▶ [LISTED ENTRIES]:
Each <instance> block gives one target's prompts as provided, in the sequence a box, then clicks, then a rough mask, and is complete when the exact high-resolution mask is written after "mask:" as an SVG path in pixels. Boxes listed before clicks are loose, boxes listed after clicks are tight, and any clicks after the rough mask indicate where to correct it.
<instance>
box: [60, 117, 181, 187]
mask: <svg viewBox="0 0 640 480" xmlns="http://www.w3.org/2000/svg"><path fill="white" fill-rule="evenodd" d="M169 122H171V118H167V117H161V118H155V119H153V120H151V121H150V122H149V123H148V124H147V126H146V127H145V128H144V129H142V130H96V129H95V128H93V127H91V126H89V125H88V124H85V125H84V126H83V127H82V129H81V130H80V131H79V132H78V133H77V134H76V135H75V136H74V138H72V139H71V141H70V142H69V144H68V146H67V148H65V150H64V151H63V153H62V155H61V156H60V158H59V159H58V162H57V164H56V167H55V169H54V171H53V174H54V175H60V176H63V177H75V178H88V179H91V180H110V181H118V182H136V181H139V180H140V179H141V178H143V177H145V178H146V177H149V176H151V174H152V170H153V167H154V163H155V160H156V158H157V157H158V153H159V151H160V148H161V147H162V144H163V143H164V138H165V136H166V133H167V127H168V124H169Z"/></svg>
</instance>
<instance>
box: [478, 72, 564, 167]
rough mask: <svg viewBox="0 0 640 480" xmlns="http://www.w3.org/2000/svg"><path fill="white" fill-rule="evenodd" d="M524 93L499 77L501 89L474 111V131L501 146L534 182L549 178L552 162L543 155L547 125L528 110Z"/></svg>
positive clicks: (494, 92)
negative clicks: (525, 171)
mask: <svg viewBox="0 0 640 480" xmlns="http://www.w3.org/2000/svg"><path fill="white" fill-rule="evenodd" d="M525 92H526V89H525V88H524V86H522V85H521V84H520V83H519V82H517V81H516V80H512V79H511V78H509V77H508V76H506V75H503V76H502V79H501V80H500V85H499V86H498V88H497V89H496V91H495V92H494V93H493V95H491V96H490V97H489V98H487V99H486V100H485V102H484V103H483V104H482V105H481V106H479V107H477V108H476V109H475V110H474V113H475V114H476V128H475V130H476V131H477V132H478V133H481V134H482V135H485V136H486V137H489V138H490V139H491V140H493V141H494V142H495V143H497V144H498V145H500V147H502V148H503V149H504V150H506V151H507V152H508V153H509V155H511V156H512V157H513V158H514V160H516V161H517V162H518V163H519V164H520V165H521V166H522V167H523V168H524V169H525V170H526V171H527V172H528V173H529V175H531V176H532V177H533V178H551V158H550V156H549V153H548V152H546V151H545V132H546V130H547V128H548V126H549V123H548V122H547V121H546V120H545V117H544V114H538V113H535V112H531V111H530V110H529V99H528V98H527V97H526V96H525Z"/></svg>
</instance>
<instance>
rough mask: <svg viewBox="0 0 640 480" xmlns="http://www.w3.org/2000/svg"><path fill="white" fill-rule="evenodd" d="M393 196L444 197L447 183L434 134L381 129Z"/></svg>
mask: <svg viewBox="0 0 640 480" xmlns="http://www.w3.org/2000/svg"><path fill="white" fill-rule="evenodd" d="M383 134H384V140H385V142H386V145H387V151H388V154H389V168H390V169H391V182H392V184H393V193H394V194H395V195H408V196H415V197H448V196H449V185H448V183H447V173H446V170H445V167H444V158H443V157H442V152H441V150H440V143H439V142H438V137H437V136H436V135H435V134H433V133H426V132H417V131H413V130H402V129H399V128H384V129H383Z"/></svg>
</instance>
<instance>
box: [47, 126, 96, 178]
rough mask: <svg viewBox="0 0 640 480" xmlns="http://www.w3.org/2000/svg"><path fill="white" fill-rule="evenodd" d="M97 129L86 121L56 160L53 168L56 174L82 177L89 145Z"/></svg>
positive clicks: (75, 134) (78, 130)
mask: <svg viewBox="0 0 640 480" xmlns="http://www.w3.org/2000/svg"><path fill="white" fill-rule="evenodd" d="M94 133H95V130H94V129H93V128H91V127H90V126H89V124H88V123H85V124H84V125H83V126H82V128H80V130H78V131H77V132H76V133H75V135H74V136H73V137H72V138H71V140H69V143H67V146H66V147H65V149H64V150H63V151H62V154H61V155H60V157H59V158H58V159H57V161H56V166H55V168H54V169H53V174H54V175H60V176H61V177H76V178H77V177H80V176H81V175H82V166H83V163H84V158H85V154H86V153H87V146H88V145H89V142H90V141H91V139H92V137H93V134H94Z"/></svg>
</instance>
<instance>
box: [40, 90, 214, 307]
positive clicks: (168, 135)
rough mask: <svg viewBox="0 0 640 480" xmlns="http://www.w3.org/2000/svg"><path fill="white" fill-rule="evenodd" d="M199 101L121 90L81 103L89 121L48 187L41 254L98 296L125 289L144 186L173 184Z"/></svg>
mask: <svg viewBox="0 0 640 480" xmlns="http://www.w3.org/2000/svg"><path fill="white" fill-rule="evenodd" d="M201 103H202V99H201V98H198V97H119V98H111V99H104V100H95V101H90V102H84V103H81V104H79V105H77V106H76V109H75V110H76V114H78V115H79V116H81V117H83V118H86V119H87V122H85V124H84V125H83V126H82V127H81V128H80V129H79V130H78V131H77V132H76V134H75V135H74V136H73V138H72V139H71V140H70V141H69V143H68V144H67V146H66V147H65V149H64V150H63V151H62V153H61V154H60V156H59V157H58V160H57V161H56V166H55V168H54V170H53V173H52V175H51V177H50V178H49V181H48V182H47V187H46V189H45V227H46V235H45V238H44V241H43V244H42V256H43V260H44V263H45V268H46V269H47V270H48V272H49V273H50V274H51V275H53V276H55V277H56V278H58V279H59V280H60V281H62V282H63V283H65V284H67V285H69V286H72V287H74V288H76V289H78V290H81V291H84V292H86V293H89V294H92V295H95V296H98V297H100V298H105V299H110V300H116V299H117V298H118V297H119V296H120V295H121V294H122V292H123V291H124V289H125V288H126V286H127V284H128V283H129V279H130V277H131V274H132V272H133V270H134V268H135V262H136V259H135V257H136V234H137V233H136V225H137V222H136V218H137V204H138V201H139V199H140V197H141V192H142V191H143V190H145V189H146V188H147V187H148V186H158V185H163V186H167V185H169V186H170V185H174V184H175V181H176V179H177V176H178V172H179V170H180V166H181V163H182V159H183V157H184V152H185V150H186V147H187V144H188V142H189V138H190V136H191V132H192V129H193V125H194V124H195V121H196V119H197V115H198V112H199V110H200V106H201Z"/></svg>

▶ [WHAT THE EXERCISE ASKS]: Transcribe every record exactly, keeping each line as it is.

▶ [OUTPUT FOR THIS EXERCISE]:
Each <instance> block gives one target's prompts as provided, in the sequence a box, then clicks, then a rough mask, and is complete when the exact high-resolution mask is written after "mask:" as an SVG path in pixels. Boxes listed before clicks are loose, boxes listed after clicks are tight, and any clicks after the rough mask indicate where to correct it.
<instance>
box: [60, 117, 181, 187]
mask: <svg viewBox="0 0 640 480" xmlns="http://www.w3.org/2000/svg"><path fill="white" fill-rule="evenodd" d="M169 122H171V118H167V117H161V118H155V119H153V120H151V121H150V122H149V123H148V124H147V126H146V127H145V128H144V129H142V130H96V129H95V128H93V127H91V126H89V125H88V124H85V125H84V126H83V127H82V129H81V130H80V131H79V132H78V133H77V134H76V135H75V136H74V138H72V139H71V141H70V142H69V144H68V146H67V148H65V150H64V151H63V153H62V155H61V156H60V158H59V159H58V162H57V164H56V167H55V169H54V171H53V174H54V175H60V176H63V177H75V178H88V179H91V180H110V181H118V182H136V181H139V180H140V179H141V178H143V177H145V178H146V177H149V176H151V174H152V170H153V167H154V163H155V160H156V158H157V157H158V153H159V151H160V148H161V147H162V144H163V143H164V138H165V136H166V133H167V127H168V124H169Z"/></svg>
</instance>
<instance>
box: [478, 72, 564, 167]
rough mask: <svg viewBox="0 0 640 480" xmlns="http://www.w3.org/2000/svg"><path fill="white" fill-rule="evenodd" d="M524 93L499 77L501 89L474 111V131L501 146L534 182L549 178L552 162L543 155L547 125L528 110Z"/></svg>
positive clicks: (494, 92)
negative clicks: (525, 171)
mask: <svg viewBox="0 0 640 480" xmlns="http://www.w3.org/2000/svg"><path fill="white" fill-rule="evenodd" d="M525 92H526V89H525V88H524V86H522V85H521V84H520V83H519V82H517V81H516V80H512V79H511V78H509V77H508V76H506V75H503V76H502V79H501V80H500V85H499V86H498V88H497V89H496V91H495V92H494V93H493V95H491V96H490V97H489V98H487V99H486V100H485V102H484V103H483V104H482V105H481V106H479V107H477V108H476V109H475V110H474V113H475V114H476V128H475V130H476V131H477V132H478V133H481V134H482V135H485V136H486V137H489V138H490V139H491V140H493V141H494V142H495V143H497V144H498V145H500V147H502V148H503V149H504V150H506V151H507V152H508V153H509V155H511V156H512V157H513V158H514V160H516V161H517V162H518V163H519V164H520V165H521V166H522V167H523V168H524V169H525V170H526V171H527V172H528V173H529V175H531V176H532V177H533V178H551V158H550V156H549V153H548V152H546V151H545V132H546V130H547V128H548V126H549V123H548V122H547V121H546V120H545V117H544V114H538V113H535V112H531V111H530V110H529V99H528V98H527V97H526V96H525Z"/></svg>
</instance>
<instance>
rough mask: <svg viewBox="0 0 640 480" xmlns="http://www.w3.org/2000/svg"><path fill="white" fill-rule="evenodd" d="M393 196L444 197L447 183L434 134L381 129Z"/></svg>
mask: <svg viewBox="0 0 640 480" xmlns="http://www.w3.org/2000/svg"><path fill="white" fill-rule="evenodd" d="M383 134H384V140H385V142H386V145H387V151H388V154H389V168H390V169H391V182H392V184H393V193H394V194H395V195H408V196H415V197H448V196H449V185H448V183H447V173H446V170H445V167H444V158H443V157H442V152H441V150H440V143H439V142H438V137H437V136H436V135H435V134H433V133H426V132H417V131H413V130H402V129H399V128H384V129H383Z"/></svg>
</instance>
<instance>
box: [47, 126, 96, 178]
rough mask: <svg viewBox="0 0 640 480" xmlns="http://www.w3.org/2000/svg"><path fill="white" fill-rule="evenodd" d="M97 129L86 121L56 160L53 168L56 174L82 177L89 145Z"/></svg>
positive clicks: (75, 134) (78, 130)
mask: <svg viewBox="0 0 640 480" xmlns="http://www.w3.org/2000/svg"><path fill="white" fill-rule="evenodd" d="M94 133H95V130H94V129H93V128H91V127H90V126H89V124H88V123H85V124H84V125H83V126H82V128H80V130H78V131H77V132H76V133H75V135H74V136H73V137H72V138H71V140H69V143H67V146H66V147H65V149H64V150H63V151H62V154H61V155H60V157H59V158H58V159H57V161H56V166H55V168H54V169H53V174H54V175H60V176H61V177H76V178H77V177H80V176H81V175H82V166H83V163H84V158H85V154H86V153H87V146H88V145H89V142H90V141H91V139H92V137H93V134H94Z"/></svg>
</instance>
<instance>
box: [40, 90, 214, 307]
positive clicks: (168, 135)
rough mask: <svg viewBox="0 0 640 480" xmlns="http://www.w3.org/2000/svg"><path fill="white" fill-rule="evenodd" d="M199 101L121 90L81 103L89 121L48 187L41 254L98 296L125 289L144 186L173 184Z"/></svg>
mask: <svg viewBox="0 0 640 480" xmlns="http://www.w3.org/2000/svg"><path fill="white" fill-rule="evenodd" d="M201 103H202V99H201V98H198V97H119V98H111V99H104V100H95V101H90V102H84V103H81V104H79V105H77V106H76V109H75V110H76V114H78V115H79V116H81V117H83V118H86V119H87V122H85V124H84V125H83V126H82V127H81V128H80V129H79V130H78V131H77V132H76V134H75V135H74V136H73V138H72V139H71V140H70V141H69V143H68V144H67V146H66V147H65V149H64V150H63V151H62V153H61V154H60V156H59V157H58V160H57V161H56V166H55V168H54V170H53V173H52V175H51V177H50V178H49V181H48V182H47V187H46V189H45V227H46V235H45V238H44V241H43V244H42V256H43V260H44V263H45V268H46V269H47V270H48V272H49V273H50V274H51V275H53V276H55V277H56V278H58V279H59V280H60V281H62V282H63V283H65V284H67V285H69V286H72V287H74V288H76V289H78V290H81V291H84V292H86V293H89V294H92V295H95V296H98V297H100V298H105V299H110V300H116V299H117V298H118V297H119V296H120V295H121V294H122V292H123V291H124V289H125V288H126V286H127V284H128V283H129V279H130V277H131V274H132V272H133V270H134V268H135V262H136V259H135V257H136V234H137V233H136V225H137V222H136V218H137V204H138V201H139V199H140V197H141V192H142V191H143V190H145V189H146V188H147V187H148V186H158V185H163V186H167V185H169V186H170V185H174V184H175V181H176V179H177V176H178V172H179V170H180V166H181V163H182V159H183V157H184V152H185V150H186V147H187V144H188V142H189V138H190V136H191V132H192V129H193V125H194V124H195V121H196V119H197V115H198V112H199V110H200V106H201Z"/></svg>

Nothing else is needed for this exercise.